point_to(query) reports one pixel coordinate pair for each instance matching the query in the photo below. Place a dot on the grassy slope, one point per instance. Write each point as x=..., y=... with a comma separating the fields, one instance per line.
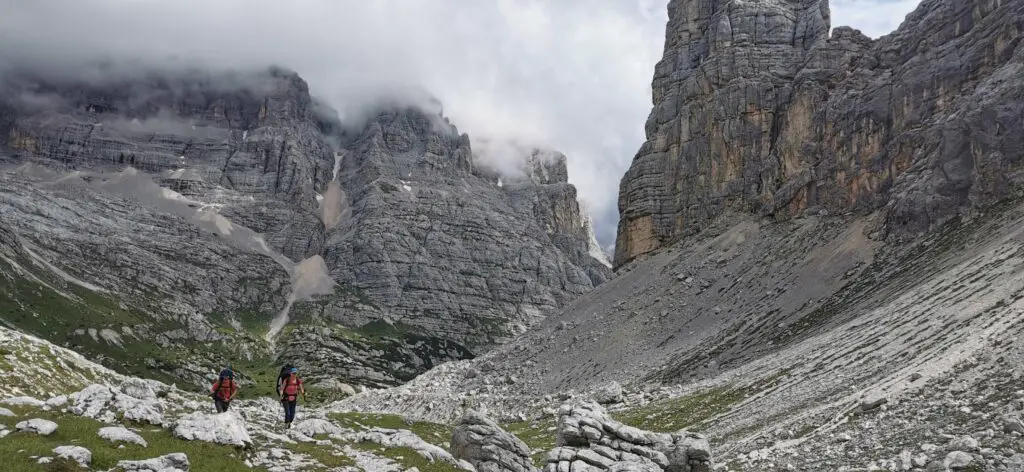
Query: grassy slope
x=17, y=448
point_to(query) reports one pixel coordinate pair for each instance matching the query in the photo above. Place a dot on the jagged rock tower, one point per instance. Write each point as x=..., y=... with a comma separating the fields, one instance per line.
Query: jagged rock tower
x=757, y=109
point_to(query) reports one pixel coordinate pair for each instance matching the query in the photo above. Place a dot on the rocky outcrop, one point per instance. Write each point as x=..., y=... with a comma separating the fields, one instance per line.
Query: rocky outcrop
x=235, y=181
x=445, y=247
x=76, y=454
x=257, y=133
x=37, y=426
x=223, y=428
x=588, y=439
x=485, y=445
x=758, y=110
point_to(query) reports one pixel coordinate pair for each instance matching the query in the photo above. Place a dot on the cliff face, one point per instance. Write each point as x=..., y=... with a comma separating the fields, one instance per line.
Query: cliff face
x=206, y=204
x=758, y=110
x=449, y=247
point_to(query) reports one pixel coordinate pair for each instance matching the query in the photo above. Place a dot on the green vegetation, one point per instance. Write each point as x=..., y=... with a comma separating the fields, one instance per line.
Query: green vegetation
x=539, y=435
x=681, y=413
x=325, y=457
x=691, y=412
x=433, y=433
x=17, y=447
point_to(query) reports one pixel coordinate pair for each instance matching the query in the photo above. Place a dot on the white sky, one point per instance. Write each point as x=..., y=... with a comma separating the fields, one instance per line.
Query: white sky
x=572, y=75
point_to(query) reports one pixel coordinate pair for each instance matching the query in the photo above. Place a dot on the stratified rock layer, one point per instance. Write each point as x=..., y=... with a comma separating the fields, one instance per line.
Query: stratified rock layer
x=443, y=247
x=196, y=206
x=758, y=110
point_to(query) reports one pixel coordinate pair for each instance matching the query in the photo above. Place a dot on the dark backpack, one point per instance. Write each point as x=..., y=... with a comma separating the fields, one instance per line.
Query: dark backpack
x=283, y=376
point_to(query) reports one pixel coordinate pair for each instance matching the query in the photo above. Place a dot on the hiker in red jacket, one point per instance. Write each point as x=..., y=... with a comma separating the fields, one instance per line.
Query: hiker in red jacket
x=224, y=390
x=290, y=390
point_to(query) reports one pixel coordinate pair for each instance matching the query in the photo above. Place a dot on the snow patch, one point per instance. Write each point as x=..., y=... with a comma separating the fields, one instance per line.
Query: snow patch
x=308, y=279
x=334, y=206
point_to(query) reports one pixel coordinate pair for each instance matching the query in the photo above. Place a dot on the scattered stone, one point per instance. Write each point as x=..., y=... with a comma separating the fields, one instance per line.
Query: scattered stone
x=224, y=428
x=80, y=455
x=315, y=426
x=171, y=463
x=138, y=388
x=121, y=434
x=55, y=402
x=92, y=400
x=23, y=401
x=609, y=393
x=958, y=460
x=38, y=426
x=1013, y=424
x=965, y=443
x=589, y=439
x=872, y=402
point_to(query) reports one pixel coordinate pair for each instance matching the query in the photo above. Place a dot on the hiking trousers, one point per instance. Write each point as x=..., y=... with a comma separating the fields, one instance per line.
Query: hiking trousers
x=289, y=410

=====

### TASK BRIEF
Reproduce all of the material above verbatim, leaving out the picture.

### TASK ANSWER
point_to(query) reports one pixel coordinate pair for each instance matching the query in the photo below. Place a dot on the grassy slope, one point per instance. Write each point as x=..., y=... with a comma separating the fields, one instance per line.
Query: grassy slope
x=17, y=448
point_to(query) reports one pixel coordinate pair for each instance matching the query in the photo above. Place a dot on the jagged rock tower, one point per instance. Write each point as x=..., y=... with a comma separating the fields, one instance per line.
Query: jagged rock tower
x=757, y=109
point_to(query) reports one pixel coordinate pair for each instance matching the query in the photo above. Place a dot on the rocky outcrop, one point per instance. Write each point as x=..., y=... with a comma separating the fields, one instance per line.
Query: rocky outcrop
x=235, y=181
x=445, y=247
x=76, y=454
x=257, y=133
x=37, y=426
x=223, y=428
x=588, y=439
x=485, y=445
x=758, y=110
point_to(query) reports one pixel coordinate pair for each instance matching the query in the photo above. Place a dot on the cliff face, one point per instance. Write each point as x=..., y=... with a comma separating the fields, one instance per line.
Query: cliff face
x=206, y=204
x=758, y=110
x=449, y=247
point_to(query) reports one pixel coordinate pair for each instance matching the query in the photo above. Place a dot on the green vegetation, one point per instance. Write each point as x=..., y=... with a comma separating the fields, one instance per line.
Query: green vegetation
x=539, y=435
x=681, y=413
x=325, y=457
x=691, y=412
x=433, y=433
x=17, y=447
point_to(query) reports one pixel coordinate pair for each instance matching the query in the photo above. Place a dot on the white sky, one point per instance. Write each point as x=..., y=... with a comma separating the fields, one instance per line.
Query: white sky
x=572, y=75
point_to(query) reports one pixel coordinate pair for each instance matching the query in the photo above. Place a dot on the stratified rock layer, one point per instance. Write each point as x=..., y=... with a comma separating the fields, one instance per line.
Query: stratified rock layer
x=443, y=247
x=196, y=206
x=758, y=110
point_to(query) reports one pixel coordinate pair for each instance matching the query in the photo above. Place a dot on the dark backpack, one point per instance. Write each point as x=..., y=... with a comma separating the fields, one instance per line.
Query: dark backpack
x=283, y=376
point_to(query) reports one pixel coordinate pair for each instance matching the query in the photo above. Place a dot on the hiker in red jacket, one point per instance. Write each point as x=..., y=... with a comma separating the fields, one instance per line.
Query: hiker in red jacket
x=224, y=390
x=290, y=390
point_to(query) reports one pixel coordinate pair for each instance matching the query in the photo above. Place a dot on the snow patch, one point per instance. Write each point as x=..., y=... with a comma separating the fields, one instance per line.
Query: snow patch
x=308, y=279
x=334, y=206
point_to(query) reports one pixel coordinate pair for each instance matching the query in the photo above. Place a dot on the scattered stone, one point per instance. Write each point as x=..., y=... with a comma separating the fields, one instance per line.
Query: scattered stone
x=224, y=428
x=80, y=455
x=315, y=426
x=171, y=463
x=138, y=388
x=121, y=434
x=55, y=402
x=92, y=400
x=23, y=401
x=609, y=393
x=958, y=460
x=38, y=426
x=1013, y=424
x=965, y=443
x=589, y=439
x=872, y=402
point_to(query) reports one pixel coordinate pair for each instance matching the query in the photo above. Place a dot on the hiking trousers, one point per instance. Write each point as x=..., y=... with a comma separating the fields, one instance per line.
Query: hiking trousers
x=289, y=410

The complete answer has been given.